» **Exercise aim**
From the material below, pick out every line that contains the word "basket" and copy those lines.

**** Records to process ****

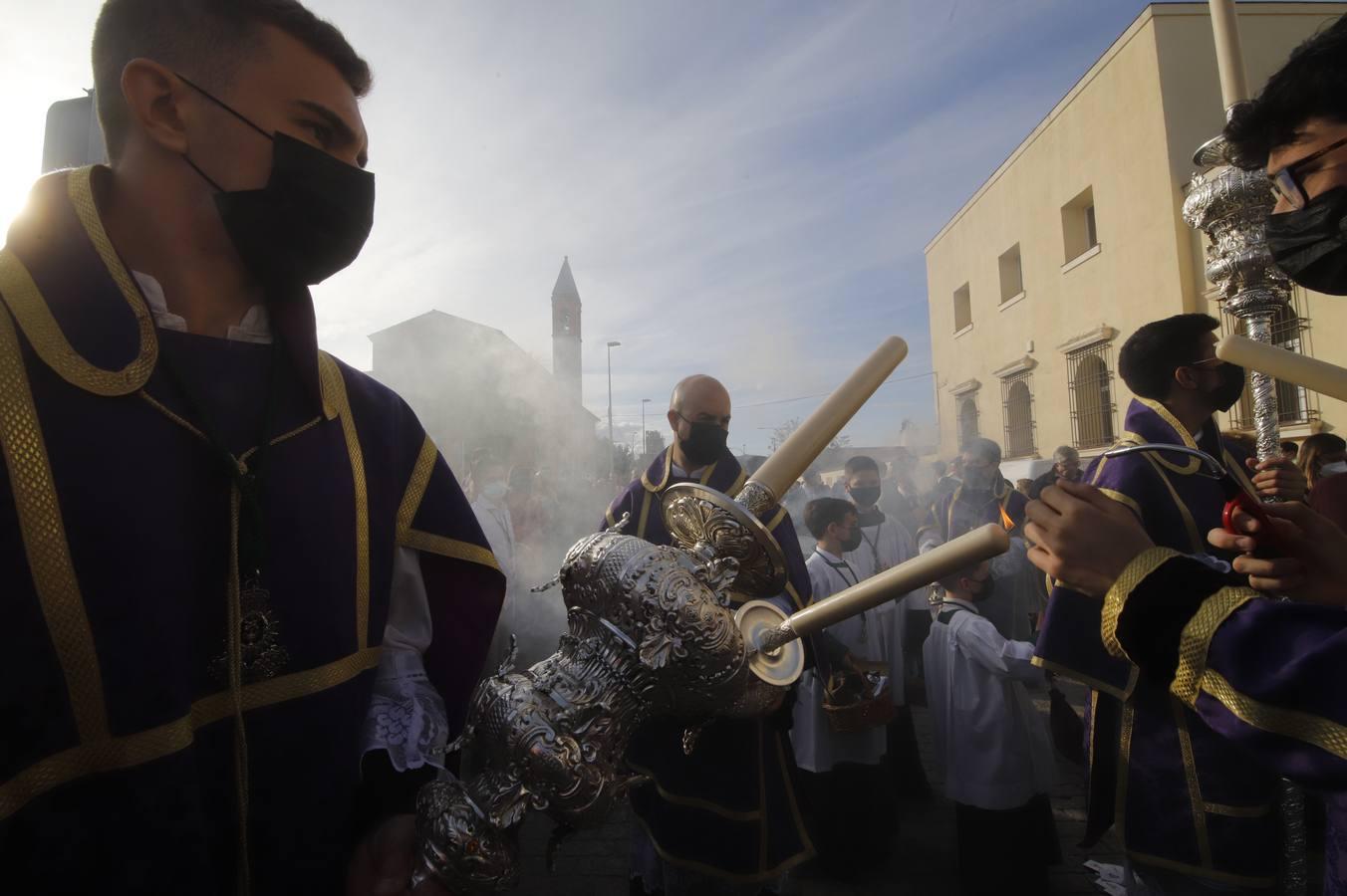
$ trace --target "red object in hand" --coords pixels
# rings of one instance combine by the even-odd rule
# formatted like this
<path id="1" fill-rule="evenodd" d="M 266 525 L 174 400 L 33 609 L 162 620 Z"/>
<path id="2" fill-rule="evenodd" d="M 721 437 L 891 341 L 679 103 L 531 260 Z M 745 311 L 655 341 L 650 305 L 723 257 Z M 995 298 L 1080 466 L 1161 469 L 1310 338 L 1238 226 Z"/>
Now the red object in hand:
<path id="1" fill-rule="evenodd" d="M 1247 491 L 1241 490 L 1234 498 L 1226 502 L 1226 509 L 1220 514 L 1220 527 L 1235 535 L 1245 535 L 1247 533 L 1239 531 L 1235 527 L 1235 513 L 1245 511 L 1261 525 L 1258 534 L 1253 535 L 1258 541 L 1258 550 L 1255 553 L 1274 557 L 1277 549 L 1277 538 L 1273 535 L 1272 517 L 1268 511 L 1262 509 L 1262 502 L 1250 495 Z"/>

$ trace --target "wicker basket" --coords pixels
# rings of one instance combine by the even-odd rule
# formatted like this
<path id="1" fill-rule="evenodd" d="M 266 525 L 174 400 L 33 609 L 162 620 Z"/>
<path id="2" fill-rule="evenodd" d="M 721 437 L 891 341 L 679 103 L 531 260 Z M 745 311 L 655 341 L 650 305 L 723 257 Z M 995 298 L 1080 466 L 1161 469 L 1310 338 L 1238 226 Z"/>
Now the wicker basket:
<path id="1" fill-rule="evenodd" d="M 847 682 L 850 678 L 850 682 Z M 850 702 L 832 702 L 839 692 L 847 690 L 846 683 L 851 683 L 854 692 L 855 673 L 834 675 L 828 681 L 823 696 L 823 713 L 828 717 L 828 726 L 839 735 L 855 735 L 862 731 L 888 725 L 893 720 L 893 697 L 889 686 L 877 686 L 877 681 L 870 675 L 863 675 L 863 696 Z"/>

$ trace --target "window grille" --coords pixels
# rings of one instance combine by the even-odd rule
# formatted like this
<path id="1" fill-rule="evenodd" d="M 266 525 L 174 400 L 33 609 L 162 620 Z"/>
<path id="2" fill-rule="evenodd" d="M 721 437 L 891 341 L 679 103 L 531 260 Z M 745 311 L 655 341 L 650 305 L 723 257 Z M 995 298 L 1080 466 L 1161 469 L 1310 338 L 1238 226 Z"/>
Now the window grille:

****
**** Records to process ****

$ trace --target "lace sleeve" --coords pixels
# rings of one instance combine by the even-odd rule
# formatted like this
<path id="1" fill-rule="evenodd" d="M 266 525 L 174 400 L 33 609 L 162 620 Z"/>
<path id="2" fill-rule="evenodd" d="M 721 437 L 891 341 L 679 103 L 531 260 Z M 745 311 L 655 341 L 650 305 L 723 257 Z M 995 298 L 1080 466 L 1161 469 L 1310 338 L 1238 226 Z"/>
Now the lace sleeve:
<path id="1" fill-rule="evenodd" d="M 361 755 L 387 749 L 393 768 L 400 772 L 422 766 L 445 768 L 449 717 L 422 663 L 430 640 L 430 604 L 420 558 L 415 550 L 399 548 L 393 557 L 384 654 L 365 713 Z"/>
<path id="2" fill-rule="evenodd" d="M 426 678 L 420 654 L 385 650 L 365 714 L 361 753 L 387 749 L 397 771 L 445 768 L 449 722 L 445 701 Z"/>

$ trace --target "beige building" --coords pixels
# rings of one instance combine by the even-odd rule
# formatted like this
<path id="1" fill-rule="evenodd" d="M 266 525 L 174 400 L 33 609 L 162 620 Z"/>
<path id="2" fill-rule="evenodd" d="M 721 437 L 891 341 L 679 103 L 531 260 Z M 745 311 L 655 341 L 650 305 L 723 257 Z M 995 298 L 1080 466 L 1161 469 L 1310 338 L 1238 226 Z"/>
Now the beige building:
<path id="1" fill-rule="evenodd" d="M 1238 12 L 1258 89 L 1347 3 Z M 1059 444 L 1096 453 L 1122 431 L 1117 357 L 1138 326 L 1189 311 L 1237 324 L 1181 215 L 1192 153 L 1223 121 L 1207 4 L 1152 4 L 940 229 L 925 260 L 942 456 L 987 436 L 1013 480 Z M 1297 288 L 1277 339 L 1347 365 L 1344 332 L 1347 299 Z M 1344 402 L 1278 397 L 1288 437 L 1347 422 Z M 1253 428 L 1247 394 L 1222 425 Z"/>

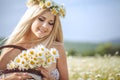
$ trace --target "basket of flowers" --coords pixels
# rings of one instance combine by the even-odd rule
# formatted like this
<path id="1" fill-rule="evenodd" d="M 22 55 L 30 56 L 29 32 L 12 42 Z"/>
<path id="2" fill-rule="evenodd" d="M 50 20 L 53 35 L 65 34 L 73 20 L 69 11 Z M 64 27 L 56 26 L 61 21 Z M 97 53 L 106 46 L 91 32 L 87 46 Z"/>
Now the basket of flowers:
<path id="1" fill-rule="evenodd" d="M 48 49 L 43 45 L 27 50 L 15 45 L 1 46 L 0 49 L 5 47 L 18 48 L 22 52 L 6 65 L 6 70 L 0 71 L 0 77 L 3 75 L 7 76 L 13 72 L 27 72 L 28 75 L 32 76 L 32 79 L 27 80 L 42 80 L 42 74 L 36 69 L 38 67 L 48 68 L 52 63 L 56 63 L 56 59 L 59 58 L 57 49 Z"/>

****
**** Records to process ****

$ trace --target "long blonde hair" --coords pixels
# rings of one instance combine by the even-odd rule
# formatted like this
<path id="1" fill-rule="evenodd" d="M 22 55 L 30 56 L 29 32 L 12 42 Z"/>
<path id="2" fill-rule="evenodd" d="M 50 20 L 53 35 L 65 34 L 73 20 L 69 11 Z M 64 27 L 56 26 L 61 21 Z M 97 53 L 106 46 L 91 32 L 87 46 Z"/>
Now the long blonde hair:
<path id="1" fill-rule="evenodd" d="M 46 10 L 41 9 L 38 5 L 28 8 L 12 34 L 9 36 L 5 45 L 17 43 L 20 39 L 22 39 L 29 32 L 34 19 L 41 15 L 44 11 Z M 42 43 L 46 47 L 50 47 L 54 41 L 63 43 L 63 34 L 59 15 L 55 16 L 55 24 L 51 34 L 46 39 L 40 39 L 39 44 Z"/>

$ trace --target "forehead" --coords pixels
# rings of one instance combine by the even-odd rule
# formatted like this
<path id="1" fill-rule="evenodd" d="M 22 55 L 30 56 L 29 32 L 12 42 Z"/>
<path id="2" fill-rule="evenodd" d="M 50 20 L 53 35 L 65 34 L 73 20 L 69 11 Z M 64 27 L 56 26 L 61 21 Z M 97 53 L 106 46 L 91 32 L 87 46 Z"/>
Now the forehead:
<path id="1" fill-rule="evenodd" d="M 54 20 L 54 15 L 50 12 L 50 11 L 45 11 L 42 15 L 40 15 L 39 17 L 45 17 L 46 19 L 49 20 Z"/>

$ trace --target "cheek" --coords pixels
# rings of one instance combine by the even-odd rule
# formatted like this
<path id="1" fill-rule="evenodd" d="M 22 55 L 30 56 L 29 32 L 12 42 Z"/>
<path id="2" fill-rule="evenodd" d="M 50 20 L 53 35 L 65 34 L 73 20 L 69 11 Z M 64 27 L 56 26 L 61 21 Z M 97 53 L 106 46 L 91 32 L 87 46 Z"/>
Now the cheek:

****

» **Solution for this problem**
$ trace --target "wicker basket" --coords pixels
Now the wicker basket:
$ trace --target "basket of flowers" --coords pixels
Now the basket of flowers:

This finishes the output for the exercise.